[Items from a collection]
______________________________

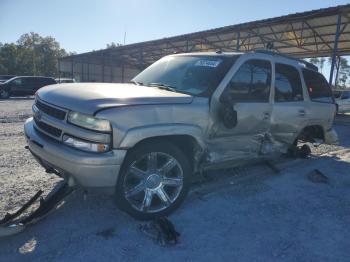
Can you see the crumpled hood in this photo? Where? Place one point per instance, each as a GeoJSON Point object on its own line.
{"type": "Point", "coordinates": [91, 97]}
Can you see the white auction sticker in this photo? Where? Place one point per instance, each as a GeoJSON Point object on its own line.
{"type": "Point", "coordinates": [208, 63]}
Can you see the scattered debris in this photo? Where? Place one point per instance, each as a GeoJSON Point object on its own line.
{"type": "Point", "coordinates": [8, 226]}
{"type": "Point", "coordinates": [162, 231]}
{"type": "Point", "coordinates": [107, 233]}
{"type": "Point", "coordinates": [8, 217]}
{"type": "Point", "coordinates": [302, 152]}
{"type": "Point", "coordinates": [273, 167]}
{"type": "Point", "coordinates": [316, 176]}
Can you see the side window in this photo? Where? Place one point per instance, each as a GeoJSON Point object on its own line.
{"type": "Point", "coordinates": [288, 86]}
{"type": "Point", "coordinates": [317, 86]}
{"type": "Point", "coordinates": [17, 82]}
{"type": "Point", "coordinates": [28, 82]}
{"type": "Point", "coordinates": [251, 83]}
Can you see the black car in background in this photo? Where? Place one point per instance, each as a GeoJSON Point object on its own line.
{"type": "Point", "coordinates": [23, 85]}
{"type": "Point", "coordinates": [4, 78]}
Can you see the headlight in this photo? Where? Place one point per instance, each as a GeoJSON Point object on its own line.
{"type": "Point", "coordinates": [85, 145]}
{"type": "Point", "coordinates": [89, 122]}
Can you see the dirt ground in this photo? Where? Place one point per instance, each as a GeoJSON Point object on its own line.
{"type": "Point", "coordinates": [241, 214]}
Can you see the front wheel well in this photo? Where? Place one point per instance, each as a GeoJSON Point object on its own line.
{"type": "Point", "coordinates": [186, 143]}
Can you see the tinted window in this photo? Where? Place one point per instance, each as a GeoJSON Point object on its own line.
{"type": "Point", "coordinates": [345, 95]}
{"type": "Point", "coordinates": [195, 75]}
{"type": "Point", "coordinates": [251, 83]}
{"type": "Point", "coordinates": [317, 86]}
{"type": "Point", "coordinates": [288, 86]}
{"type": "Point", "coordinates": [49, 81]}
{"type": "Point", "coordinates": [17, 82]}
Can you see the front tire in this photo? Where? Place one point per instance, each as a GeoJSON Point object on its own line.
{"type": "Point", "coordinates": [154, 180]}
{"type": "Point", "coordinates": [4, 94]}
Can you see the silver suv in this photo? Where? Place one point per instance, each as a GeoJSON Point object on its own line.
{"type": "Point", "coordinates": [183, 114]}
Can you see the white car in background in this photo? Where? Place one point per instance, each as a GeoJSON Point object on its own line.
{"type": "Point", "coordinates": [342, 100]}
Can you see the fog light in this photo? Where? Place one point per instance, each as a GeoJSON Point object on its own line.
{"type": "Point", "coordinates": [85, 145]}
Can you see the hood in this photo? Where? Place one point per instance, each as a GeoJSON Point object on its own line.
{"type": "Point", "coordinates": [91, 97]}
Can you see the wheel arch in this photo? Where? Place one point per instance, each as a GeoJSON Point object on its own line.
{"type": "Point", "coordinates": [187, 138]}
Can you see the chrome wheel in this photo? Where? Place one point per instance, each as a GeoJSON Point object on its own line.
{"type": "Point", "coordinates": [153, 182]}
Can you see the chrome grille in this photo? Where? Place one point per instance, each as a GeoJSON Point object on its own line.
{"type": "Point", "coordinates": [48, 128]}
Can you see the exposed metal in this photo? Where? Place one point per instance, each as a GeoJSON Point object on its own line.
{"type": "Point", "coordinates": [307, 34]}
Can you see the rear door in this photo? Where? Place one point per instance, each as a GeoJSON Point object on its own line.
{"type": "Point", "coordinates": [249, 93]}
{"type": "Point", "coordinates": [290, 111]}
{"type": "Point", "coordinates": [321, 103]}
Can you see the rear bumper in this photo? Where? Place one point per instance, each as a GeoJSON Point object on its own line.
{"type": "Point", "coordinates": [90, 170]}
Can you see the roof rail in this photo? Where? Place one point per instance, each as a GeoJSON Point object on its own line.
{"type": "Point", "coordinates": [271, 52]}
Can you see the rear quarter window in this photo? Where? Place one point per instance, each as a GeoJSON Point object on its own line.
{"type": "Point", "coordinates": [317, 87]}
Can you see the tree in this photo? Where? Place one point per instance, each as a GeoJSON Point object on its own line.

______________________________

Objective:
Reproduce all of the items above word for word, leaving out the pictures.

Solved exercise:
Can you see the crumpled hood in this photo? Where? Place one point per instance, each as a GeoJSON Point object on its own line.
{"type": "Point", "coordinates": [91, 97]}
Can you see the white auction sticker in this photo? Where? Place one point per instance, each as a GeoJSON Point object on its own line.
{"type": "Point", "coordinates": [208, 63]}
Can you see the scattered debris in this photo? Where? Place one point per instance, each as a GeoJSON Point object on its own line.
{"type": "Point", "coordinates": [8, 226]}
{"type": "Point", "coordinates": [162, 231]}
{"type": "Point", "coordinates": [107, 233]}
{"type": "Point", "coordinates": [8, 217]}
{"type": "Point", "coordinates": [302, 152]}
{"type": "Point", "coordinates": [273, 167]}
{"type": "Point", "coordinates": [316, 176]}
Can you see the side window in this photo? Where? Place one point per instance, each as a GeoJSON Point object on its own line.
{"type": "Point", "coordinates": [288, 86]}
{"type": "Point", "coordinates": [317, 86]}
{"type": "Point", "coordinates": [17, 82]}
{"type": "Point", "coordinates": [28, 82]}
{"type": "Point", "coordinates": [251, 83]}
Can you see the black car in background in this photo? Where? Place one point per instance, each as a GeoJSON Point object on its own line.
{"type": "Point", "coordinates": [23, 85]}
{"type": "Point", "coordinates": [4, 78]}
Can you see the headlight in this photo? Where? Place one point per instance, each as a GeoJSON Point object on its own line.
{"type": "Point", "coordinates": [85, 145]}
{"type": "Point", "coordinates": [89, 122]}
Can you see the dirt ground in this photo? Where? Place one point per instance, each as a GeoJSON Point object on its own line.
{"type": "Point", "coordinates": [241, 214]}
Can you see the front wheel well in this photo? Where? Place one point per instance, each as a GeoJSON Point object on its own line.
{"type": "Point", "coordinates": [186, 143]}
Can you see the tinted window in this photo? Where? Place one point per instance, each as a GeoJSON Point object on its own line.
{"type": "Point", "coordinates": [345, 95]}
{"type": "Point", "coordinates": [195, 75]}
{"type": "Point", "coordinates": [251, 83]}
{"type": "Point", "coordinates": [317, 86]}
{"type": "Point", "coordinates": [288, 86]}
{"type": "Point", "coordinates": [49, 81]}
{"type": "Point", "coordinates": [17, 82]}
Can you see the front tire in this photo? Where? Place one point per instance, each as a GeoJSON Point object on its own line.
{"type": "Point", "coordinates": [154, 180]}
{"type": "Point", "coordinates": [4, 94]}
Can you see the silver suv in this photo? Where? Place one point per instance, each as a GeoJSON Point object on its own line.
{"type": "Point", "coordinates": [183, 114]}
Can you see the white car in background in this photo? Where? Place one point per instance, each as a GeoJSON Point object on its own line.
{"type": "Point", "coordinates": [342, 100]}
Can you see the fog light in this photo? Where? Place one point per instance, each as a GeoJSON Point object on its own line.
{"type": "Point", "coordinates": [85, 145]}
Can you see the hood in this photo? Where? Place one point per instance, each as a GeoJSON Point object on its own line.
{"type": "Point", "coordinates": [91, 97]}
Can you see the wheel arch in this photo? Where? Place one point per instance, each as a GeoJSON Point object on its own line.
{"type": "Point", "coordinates": [187, 138]}
Can you see the chrome wheel in this photo? Where? Place one point per instance, each as a GeoJSON Point object on its own line.
{"type": "Point", "coordinates": [153, 182]}
Can you see the chrome grille in this photo? Where? Place one point per instance, each as a GeoJSON Point object on its own line.
{"type": "Point", "coordinates": [48, 128]}
Can you see the exposed metal in this photo? Where? Place one point per instance, each as a GeoJSON Point object on its own line.
{"type": "Point", "coordinates": [307, 34]}
Can you see the rear door in this photo? Where? Place one point per instance, each as a GeoJSON Point object on its own line.
{"type": "Point", "coordinates": [249, 93]}
{"type": "Point", "coordinates": [290, 111]}
{"type": "Point", "coordinates": [321, 103]}
Can you see the rear bumper in this photo? Where? Place one point per instance, each as a GeoJSON Point object on its own line.
{"type": "Point", "coordinates": [90, 170]}
Can you see the roof rail in this photo? Where? Place one point per instance, each as a GeoJSON Point object on its own line.
{"type": "Point", "coordinates": [271, 52]}
Can you see the rear quarter window in this photo? Where? Place one point per instance, each as a GeoJSON Point object on its own line.
{"type": "Point", "coordinates": [317, 87]}
Can you see the tree in this photo? Where? Place one point per instance, each as a GeoJSON Point object on its own line.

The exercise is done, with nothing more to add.